AIM OF THE TASK> Reproduce the data below line for line, without changing a single character.
-- BEGIN RECORD EXCERPTS --
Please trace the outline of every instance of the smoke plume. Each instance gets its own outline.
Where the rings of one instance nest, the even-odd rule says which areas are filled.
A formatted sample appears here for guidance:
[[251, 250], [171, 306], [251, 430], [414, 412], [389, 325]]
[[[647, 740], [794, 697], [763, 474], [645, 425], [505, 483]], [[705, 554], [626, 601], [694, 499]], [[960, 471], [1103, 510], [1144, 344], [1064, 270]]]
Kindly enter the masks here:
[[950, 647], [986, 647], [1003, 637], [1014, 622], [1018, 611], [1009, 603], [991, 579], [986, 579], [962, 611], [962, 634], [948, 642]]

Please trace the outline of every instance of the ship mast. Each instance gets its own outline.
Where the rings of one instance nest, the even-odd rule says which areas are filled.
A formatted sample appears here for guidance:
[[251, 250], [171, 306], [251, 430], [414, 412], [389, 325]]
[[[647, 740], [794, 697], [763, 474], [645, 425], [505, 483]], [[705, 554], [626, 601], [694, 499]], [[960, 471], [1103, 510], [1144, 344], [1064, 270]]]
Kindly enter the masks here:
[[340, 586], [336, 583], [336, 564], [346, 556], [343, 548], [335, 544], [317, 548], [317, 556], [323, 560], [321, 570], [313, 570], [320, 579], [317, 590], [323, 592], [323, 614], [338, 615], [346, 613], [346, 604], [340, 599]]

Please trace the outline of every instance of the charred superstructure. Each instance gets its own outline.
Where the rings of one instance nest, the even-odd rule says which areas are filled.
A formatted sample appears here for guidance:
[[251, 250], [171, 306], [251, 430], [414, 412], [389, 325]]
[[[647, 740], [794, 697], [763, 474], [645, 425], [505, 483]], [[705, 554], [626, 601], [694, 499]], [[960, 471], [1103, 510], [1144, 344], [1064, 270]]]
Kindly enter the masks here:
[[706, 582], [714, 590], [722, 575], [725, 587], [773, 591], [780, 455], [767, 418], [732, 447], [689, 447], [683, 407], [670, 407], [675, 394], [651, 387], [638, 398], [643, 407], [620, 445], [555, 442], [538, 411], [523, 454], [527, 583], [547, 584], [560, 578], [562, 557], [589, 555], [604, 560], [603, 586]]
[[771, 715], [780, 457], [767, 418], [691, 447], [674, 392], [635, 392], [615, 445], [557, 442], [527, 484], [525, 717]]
-- END RECORD EXCERPTS --
OUTPUT FOR THIS TASK>
Please trace the outline of every instance of the smoke plume. Each instance gets its own outline.
Where the rings of one instance nest, the even-odd rule says which areas are filled.
A formatted sample appears here for guidance:
[[251, 250], [171, 306], [251, 430], [414, 412], [389, 325]]
[[[647, 740], [794, 697], [763, 474], [645, 425], [505, 483]], [[705, 554], [626, 601], [694, 499]], [[960, 471], [1103, 510], [1144, 344], [1064, 270]]]
Kindly enter the masks here:
[[950, 647], [986, 647], [1003, 637], [1014, 622], [1018, 611], [1009, 603], [991, 579], [986, 579], [962, 611], [962, 634], [948, 642]]

Please trace the outline of every instance of the ship mast. Each instance gets its own outline.
Where the rings of one instance nest, the even-odd rule says which areas are filled.
A formatted sample appears here for guidance:
[[251, 250], [171, 306], [251, 430], [414, 412], [389, 325]]
[[[647, 740], [794, 697], [763, 474], [645, 425], [505, 483]], [[705, 554], [626, 601], [694, 499]], [[960, 471], [1103, 510], [1144, 344], [1064, 270]]]
Kindly enter the masks here:
[[340, 586], [336, 583], [336, 564], [346, 556], [343, 548], [335, 544], [317, 548], [317, 556], [323, 560], [321, 570], [313, 570], [320, 579], [317, 590], [323, 592], [323, 614], [338, 615], [346, 613], [346, 604], [340, 599]]

Please trace the outline of every instance of the charred superstructure. Each instance gets its own outline.
Where the rings of one instance nest, the even-odd rule says which areas are filled.
A formatted sample appears here for guidance:
[[251, 250], [171, 306], [251, 430], [414, 412], [389, 325]]
[[[647, 740], [794, 697], [763, 474], [645, 425], [505, 483]], [[705, 554], [626, 601], [694, 499]], [[960, 471], [1103, 510], [1144, 344], [1064, 270]]]
Kindly enter the masks here:
[[706, 582], [714, 590], [722, 575], [725, 587], [773, 591], [780, 455], [767, 418], [732, 447], [689, 447], [683, 407], [670, 407], [675, 394], [651, 387], [638, 398], [643, 407], [620, 445], [555, 442], [538, 411], [523, 454], [527, 583], [547, 584], [560, 578], [562, 557], [589, 555], [604, 560], [603, 586]]
[[771, 715], [780, 457], [767, 418], [691, 447], [674, 392], [635, 392], [615, 445], [557, 442], [527, 484], [525, 717]]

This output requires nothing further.